§ **EXERCISE INSTRUCTIONS**:
• A. According to the email thread, which company made the job offer in the late 80s?
• B. Continue the email thread from where it stops.

§ **DOCUMENT PASSAGE**:

On Tuesday 04 December 2007 16:11, Hans Witvliet wrote:
On Tue, 2007-12-04 at 07:56 -0800, Randall R Schulz wrote:
On Tuesday 04 December 2007 07:45, Neil wrote:
Hi
I live in the Netherlands, ...
Every year that goes by I regret more and more not accepting the job offer that Philips (Apeldorn) made to me in the late 80s.
Don't.
If you did accept it, there is a more than fair chance you would be out of a job and got a drinking-habbit
It a nice country I live in: Last couple of weeks it was several times in the news that a bunch of yougsters attended a drinking party and went on untill they pass out. Kids of 12 years old. Permanent brain damage.
I would almost opt for the Scandinavian mechanism: extremely strict and horrible expensive.

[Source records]
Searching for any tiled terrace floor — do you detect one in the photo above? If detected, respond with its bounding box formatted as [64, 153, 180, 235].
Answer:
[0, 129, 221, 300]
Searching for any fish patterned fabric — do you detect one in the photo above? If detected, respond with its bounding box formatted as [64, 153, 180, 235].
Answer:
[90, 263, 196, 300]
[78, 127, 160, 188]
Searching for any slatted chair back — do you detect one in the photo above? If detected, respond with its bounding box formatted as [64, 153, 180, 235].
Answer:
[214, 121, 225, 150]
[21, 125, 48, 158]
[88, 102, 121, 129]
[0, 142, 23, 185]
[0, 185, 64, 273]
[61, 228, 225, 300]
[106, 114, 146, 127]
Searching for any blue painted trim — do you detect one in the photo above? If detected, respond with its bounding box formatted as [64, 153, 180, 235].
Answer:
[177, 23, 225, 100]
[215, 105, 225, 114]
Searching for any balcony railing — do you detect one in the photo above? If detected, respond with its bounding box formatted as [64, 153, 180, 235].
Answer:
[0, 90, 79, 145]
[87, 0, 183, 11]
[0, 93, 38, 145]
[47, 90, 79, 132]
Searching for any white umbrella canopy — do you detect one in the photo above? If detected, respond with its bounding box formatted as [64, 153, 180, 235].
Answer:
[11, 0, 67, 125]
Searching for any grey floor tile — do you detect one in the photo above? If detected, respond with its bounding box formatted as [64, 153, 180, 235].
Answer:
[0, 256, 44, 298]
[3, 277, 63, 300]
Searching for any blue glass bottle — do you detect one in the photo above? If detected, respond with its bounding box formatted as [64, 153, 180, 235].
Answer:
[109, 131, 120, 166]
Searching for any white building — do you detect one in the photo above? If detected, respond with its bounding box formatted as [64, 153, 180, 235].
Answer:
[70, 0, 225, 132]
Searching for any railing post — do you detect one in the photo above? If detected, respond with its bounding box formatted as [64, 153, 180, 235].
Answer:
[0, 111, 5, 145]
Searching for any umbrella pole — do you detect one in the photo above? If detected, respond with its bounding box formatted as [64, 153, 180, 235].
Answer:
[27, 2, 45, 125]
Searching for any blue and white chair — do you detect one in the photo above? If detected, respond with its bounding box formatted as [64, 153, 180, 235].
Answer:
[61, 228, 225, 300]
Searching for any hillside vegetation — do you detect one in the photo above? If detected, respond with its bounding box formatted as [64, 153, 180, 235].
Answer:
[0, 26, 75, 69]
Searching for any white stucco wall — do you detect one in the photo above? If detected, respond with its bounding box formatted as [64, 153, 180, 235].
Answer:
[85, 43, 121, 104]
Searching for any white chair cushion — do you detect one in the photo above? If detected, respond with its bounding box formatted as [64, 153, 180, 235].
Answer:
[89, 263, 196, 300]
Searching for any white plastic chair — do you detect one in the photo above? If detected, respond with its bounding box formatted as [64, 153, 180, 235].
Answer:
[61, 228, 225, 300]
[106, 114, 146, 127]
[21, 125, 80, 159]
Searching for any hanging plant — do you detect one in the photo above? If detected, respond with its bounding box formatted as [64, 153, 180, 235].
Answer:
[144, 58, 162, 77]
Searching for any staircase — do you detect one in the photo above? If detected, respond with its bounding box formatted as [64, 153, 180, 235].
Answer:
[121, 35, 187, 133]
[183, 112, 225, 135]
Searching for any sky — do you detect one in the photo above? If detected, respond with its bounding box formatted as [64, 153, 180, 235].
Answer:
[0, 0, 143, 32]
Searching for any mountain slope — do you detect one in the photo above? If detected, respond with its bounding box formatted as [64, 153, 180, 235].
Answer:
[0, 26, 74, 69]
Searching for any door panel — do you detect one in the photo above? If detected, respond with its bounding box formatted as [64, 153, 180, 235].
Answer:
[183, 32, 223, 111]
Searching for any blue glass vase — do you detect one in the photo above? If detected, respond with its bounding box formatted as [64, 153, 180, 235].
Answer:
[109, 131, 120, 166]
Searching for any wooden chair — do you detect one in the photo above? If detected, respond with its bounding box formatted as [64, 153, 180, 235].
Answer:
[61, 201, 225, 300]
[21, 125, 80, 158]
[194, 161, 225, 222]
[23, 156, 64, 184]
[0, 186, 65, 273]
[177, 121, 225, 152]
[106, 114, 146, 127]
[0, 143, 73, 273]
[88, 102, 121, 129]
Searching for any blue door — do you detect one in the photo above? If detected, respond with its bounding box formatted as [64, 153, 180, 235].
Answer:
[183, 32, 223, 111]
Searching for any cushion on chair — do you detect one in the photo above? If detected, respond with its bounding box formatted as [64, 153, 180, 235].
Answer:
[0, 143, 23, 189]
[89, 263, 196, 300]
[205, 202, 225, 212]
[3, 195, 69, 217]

§ **ANSWERS BY ITEM NUMBER**:
• A. Philips (Apeldorn)

• B.
After the First World War in the US, they took what appeared the logical step and outlawed the admittedly toxic and often socially and medically damaging substance, alcohol, altogether. You can probably justify such a step if you are of an authoritarian bent that permits of the idea that the state can and should criminalise behaviour that harms us. But I suspect most of our US friends will agree that the result of prohibition was not that US society became more sober, industrious, and comprised largely of people with splendidly healthy livers, but that organised crime was handed a leg up so massive that eighty years later the effects are still being felt. You cannot legislate for good intent.